--- Given information Enclosed Below ---

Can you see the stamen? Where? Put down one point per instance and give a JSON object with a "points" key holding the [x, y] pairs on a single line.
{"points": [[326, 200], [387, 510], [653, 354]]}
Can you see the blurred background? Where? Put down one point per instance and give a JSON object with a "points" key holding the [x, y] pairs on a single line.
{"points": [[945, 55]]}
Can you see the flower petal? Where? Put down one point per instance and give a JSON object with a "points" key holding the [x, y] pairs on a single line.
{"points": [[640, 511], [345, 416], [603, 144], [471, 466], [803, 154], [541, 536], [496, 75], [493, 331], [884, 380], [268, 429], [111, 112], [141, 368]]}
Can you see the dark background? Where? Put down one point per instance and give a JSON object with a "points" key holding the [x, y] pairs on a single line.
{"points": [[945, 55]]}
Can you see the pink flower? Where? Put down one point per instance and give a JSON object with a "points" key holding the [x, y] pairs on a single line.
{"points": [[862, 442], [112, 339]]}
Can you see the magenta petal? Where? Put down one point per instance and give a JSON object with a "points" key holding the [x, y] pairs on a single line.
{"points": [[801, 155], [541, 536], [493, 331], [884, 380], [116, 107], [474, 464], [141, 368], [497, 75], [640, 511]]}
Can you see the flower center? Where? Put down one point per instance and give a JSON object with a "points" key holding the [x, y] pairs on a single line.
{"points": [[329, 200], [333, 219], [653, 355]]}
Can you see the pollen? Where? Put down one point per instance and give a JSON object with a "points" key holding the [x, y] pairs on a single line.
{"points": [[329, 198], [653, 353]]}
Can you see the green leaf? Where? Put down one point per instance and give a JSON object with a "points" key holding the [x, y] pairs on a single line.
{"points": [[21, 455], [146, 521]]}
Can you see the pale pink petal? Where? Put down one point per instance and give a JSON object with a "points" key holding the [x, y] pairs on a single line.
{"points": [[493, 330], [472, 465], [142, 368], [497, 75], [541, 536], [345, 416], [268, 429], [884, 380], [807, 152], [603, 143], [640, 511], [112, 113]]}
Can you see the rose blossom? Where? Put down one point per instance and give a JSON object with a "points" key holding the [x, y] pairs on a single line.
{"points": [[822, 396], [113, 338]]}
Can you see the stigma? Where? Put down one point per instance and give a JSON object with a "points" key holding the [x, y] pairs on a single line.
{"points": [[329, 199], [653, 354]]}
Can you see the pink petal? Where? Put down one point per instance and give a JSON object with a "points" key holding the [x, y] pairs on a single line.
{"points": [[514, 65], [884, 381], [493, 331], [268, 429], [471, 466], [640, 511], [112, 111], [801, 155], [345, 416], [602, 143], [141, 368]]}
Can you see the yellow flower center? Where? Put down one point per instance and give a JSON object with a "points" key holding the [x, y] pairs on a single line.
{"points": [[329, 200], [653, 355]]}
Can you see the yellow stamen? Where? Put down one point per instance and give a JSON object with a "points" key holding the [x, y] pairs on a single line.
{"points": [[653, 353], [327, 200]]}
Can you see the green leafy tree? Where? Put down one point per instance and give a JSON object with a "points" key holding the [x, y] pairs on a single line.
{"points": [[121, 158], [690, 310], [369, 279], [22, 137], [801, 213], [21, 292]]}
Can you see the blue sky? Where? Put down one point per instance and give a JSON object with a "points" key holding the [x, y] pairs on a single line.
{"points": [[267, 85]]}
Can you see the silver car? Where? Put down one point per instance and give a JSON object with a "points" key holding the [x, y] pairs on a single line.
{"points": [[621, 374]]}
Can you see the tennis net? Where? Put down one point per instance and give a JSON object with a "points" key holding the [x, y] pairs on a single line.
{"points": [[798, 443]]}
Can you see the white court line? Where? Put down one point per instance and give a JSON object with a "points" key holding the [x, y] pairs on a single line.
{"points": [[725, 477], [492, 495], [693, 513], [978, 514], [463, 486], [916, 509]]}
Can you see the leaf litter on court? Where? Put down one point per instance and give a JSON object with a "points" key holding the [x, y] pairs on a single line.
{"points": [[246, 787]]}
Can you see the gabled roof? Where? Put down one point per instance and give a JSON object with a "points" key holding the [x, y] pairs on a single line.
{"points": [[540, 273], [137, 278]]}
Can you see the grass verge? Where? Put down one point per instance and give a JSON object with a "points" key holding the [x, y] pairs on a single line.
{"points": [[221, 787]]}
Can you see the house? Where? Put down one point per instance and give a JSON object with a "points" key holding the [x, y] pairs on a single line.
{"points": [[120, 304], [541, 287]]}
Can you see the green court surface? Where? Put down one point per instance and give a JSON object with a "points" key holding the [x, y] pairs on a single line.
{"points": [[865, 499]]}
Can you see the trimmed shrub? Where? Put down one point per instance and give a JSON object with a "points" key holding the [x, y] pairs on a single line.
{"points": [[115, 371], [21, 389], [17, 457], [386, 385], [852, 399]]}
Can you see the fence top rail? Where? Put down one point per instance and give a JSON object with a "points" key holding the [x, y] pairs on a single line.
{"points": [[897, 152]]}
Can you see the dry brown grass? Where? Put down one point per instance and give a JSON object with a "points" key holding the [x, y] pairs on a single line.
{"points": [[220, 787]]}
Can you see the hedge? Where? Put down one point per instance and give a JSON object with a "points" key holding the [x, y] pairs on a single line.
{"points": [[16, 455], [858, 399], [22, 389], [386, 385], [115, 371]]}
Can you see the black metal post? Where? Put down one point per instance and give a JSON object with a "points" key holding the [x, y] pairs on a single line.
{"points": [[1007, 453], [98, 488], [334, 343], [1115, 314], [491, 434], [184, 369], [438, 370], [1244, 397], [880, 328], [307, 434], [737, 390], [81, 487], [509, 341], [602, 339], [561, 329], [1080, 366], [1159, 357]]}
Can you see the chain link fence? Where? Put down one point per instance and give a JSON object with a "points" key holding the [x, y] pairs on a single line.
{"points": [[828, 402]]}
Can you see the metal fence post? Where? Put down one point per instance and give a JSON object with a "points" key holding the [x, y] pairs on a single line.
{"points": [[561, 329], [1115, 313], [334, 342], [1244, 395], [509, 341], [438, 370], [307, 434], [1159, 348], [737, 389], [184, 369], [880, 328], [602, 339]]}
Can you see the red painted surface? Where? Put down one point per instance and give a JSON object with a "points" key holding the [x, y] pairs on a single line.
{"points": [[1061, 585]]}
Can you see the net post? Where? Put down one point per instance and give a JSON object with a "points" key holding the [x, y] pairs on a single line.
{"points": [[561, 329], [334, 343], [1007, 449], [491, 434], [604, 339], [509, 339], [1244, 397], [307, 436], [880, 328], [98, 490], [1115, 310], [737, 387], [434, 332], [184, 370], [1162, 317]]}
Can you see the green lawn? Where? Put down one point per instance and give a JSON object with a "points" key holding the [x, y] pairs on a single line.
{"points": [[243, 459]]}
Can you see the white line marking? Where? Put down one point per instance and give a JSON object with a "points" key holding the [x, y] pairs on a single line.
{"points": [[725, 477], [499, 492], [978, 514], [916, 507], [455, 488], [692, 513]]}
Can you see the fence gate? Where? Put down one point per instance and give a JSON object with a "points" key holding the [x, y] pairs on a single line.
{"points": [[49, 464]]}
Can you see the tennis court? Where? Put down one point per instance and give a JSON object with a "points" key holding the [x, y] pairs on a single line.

--- End of Enclosed Given information ---

What the task requires
All records above must be set down exactly, please.

Task response
Can you see the stamen? Where? Put down one point per instance and give a JSON object with a "points" key holding the [x, y] pairs on a single line.
{"points": [[326, 200], [387, 510], [653, 354]]}
Can you see the blurred background? Where? Put down one point per instance and give a JSON object with a "points" key holding the [x, y] pairs on a single line.
{"points": [[945, 55]]}
Can you see the flower petal? Where? Put down one point per instance and give a JSON object with a "points" key holding the [x, y] pairs on a single line.
{"points": [[640, 511], [345, 416], [603, 144], [471, 466], [803, 154], [541, 536], [496, 75], [493, 331], [884, 380], [268, 429], [111, 112], [141, 368]]}
Can you see the dark background? Where? Put down one point per instance and give a JSON object with a "points" key holding the [x, y] pairs on a single line.
{"points": [[945, 55]]}
Can you see the pink flower? Where? Put down one point per instance and give a JSON object with a "points" key holding the [x, y] pairs on a single line.
{"points": [[862, 442], [112, 339]]}
Can you see the magenta petal? Where? Put down one point per instance and give a JSON object with a "points" key holding the [x, y] pairs on a single line.
{"points": [[801, 155], [541, 536], [493, 331], [884, 380], [116, 107], [474, 464], [141, 368], [497, 75], [640, 511]]}
Can you see the flower center? Where? Put down one point per instance and give a JSON object with a "points" key holding the [x, y] pairs on a single line.
{"points": [[329, 200], [333, 219], [653, 355]]}
Can you see the pollen? Where? Put down one point per instance and give a JSON object with a "points" key holding the [x, y] pairs on a single line.
{"points": [[329, 198], [653, 353]]}
Can you see the green leaf? Where? Put down one point per instance and give a JSON object with a "points" key holding the [x, y] pairs on a single line.
{"points": [[21, 455], [146, 521]]}
Can you see the pale pink petal? Where? Put down one point per instance and give a JSON object with a "points" key holding the [x, y] pairs on a single line.
{"points": [[493, 330], [472, 465], [142, 368], [497, 75], [541, 536], [345, 416], [268, 429], [884, 380], [807, 152], [603, 143], [640, 511], [112, 113]]}
Can you see the rose blossom? Where? Put down one point per instance and give a JSON object with a "points" key holding the [x, y] pairs on a single line.
{"points": [[822, 396], [113, 338]]}
Can you see the stigma? Where? Put down one point per instance and give a JSON object with a "points" key holding the [x, y] pairs on a single line.
{"points": [[329, 199], [653, 354]]}
Can you see the pink petal? Where? Put down one point per instance and give a JSON object with a "points" key holding the [x, y] pairs on a single line.
{"points": [[514, 65], [884, 381], [493, 331], [268, 429], [471, 466], [640, 511], [112, 111], [801, 155], [345, 416], [602, 143], [141, 368]]}
Can you see the yellow flower center? Where? Put down one point per instance and give a JSON object with a "points" key holding the [x, y] pairs on a single line.
{"points": [[329, 200], [653, 355]]}
Can you see the yellow stamen? Where? Put down one point per instance and give a JSON object with a "points" key holding the [x, y] pairs on a single line.
{"points": [[653, 353], [327, 200]]}
Can you see the green leafy tree? Where? Put down one point per instance and give a JSON object with a "points" key holding the [x, y] pairs on a single line.
{"points": [[121, 158], [690, 310], [369, 279], [22, 137], [801, 213], [21, 292]]}
Can you see the blue sky? Where? Put down one point per instance and give a JSON object with a "points" key holding the [x, y] pairs on a single line.
{"points": [[267, 85]]}
Can you see the silver car? Where? Put down one point per instance and give a JSON object with a "points" key holding the [x, y] pairs on a single line.
{"points": [[621, 374]]}
Can you see the tennis net? Where? Put down one point per instance and give a JSON object with a "points" key holding the [x, y] pairs on a single line.
{"points": [[798, 443]]}
Can you see the white court line? Where? Put down one point per instance and give a JSON object with a "points" key holding the [x, y] pairs on a single line.
{"points": [[725, 477], [492, 495], [693, 513], [978, 514], [463, 486], [916, 509]]}
Can you see the leaf litter on court? Where? Put down one point per instance and give a JSON object with a "points" key holding the [x, y] pairs on a single line.
{"points": [[246, 787]]}
Can you see the gabled roof? Where? Put down one point per instance and give a JSON object with a "points" key holding the [x, y] pairs on a single line.
{"points": [[540, 273], [137, 278]]}
Can you see the grass verge? Where? Put down one point per instance and give a JSON object with a "points" key holding the [x, y] pairs on a single line.
{"points": [[221, 787]]}
Can you see the house? Where? Put down one point per instance and give a JSON object with a "points" key holding the [x, y] pairs on a single line.
{"points": [[120, 304], [541, 287]]}
Can you see the green court surface? Where? Put down one point per instance and give a JSON object with a "points" key holding the [x, y] pairs on a single line.
{"points": [[865, 499]]}
Can you see the trimmed shrub? Where? Put down one point per instance and give a JSON object with a "points" key holding the [x, y] pairs on a single line.
{"points": [[115, 371], [21, 389], [17, 457], [386, 385], [852, 399]]}
Can you see the fence top rail? Where? Put down one point per instance and give a JSON object with a "points" key holding the [x, y] pairs on a single line.
{"points": [[897, 152]]}
Can you see the dry brown grass? Where? Put down one point per instance and give a JSON object with a "points" key holding the [x, y] pairs on a single line.
{"points": [[220, 787]]}
Can you see the hedge? Where? Put down one point per instance and give a JSON object with a "points" key holding the [x, y] pairs on a single line.
{"points": [[16, 455], [858, 399], [22, 389], [386, 385], [115, 371]]}
Can you see the black metal post? Where? Put down one point per instance and give a JSON object with a "points" key holding the [x, y] pairs on a single line.
{"points": [[1007, 453], [98, 488], [334, 343], [1115, 314], [491, 434], [184, 369], [438, 370], [1244, 397], [880, 328], [307, 434], [737, 390], [81, 487], [509, 341], [602, 339], [561, 329], [1080, 366], [1159, 357]]}
Can you see the chain link fence? Where? Put down one point per instance and give a JSON object with a "points" key holding the [x, y] pairs on a single line.
{"points": [[828, 402]]}
Can you see the metal fence post? Where? Put down one point per instance and give a JSON object with a "points" key holding the [x, y] pairs on a single line.
{"points": [[561, 329], [1115, 313], [334, 342], [1244, 395], [509, 341], [438, 370], [307, 434], [1159, 348], [737, 389], [184, 369], [880, 328], [602, 339]]}
Can you see the red painted surface? Where? Put down one point per instance and give a JSON object with a "points" key holding the [x, y] pairs on a single line.
{"points": [[1061, 585]]}
Can you see the net post? Where? Put down one point per instance and give a JSON object with a "points" key holding the [x, y] pairs on a single line.
{"points": [[561, 329], [334, 343], [1007, 449], [491, 434], [604, 339], [509, 339], [1244, 397], [307, 436], [880, 328], [98, 490], [1115, 310], [737, 387], [434, 332], [184, 370], [1162, 317]]}
Can you see the green lawn? Where? Put down one point per instance and give a JSON object with a "points" key holding the [x, y] pairs on a single line.
{"points": [[243, 459]]}
Can you see the white line marking? Where? Put down one point per instance and give a JSON object with a "points" key holding the [x, y] pairs on a single line.
{"points": [[725, 477], [499, 492], [978, 514], [916, 507], [455, 488], [692, 513]]}
Can you see the fence gate? Where? Put down one point per instance and give a JSON object with a "points" key holding the [x, y] pairs on a single line.
{"points": [[49, 464]]}
Can you see the tennis court? Where? Put down one point per instance and give a JSON object with a "points" key holding the [x, y] pairs on a single line.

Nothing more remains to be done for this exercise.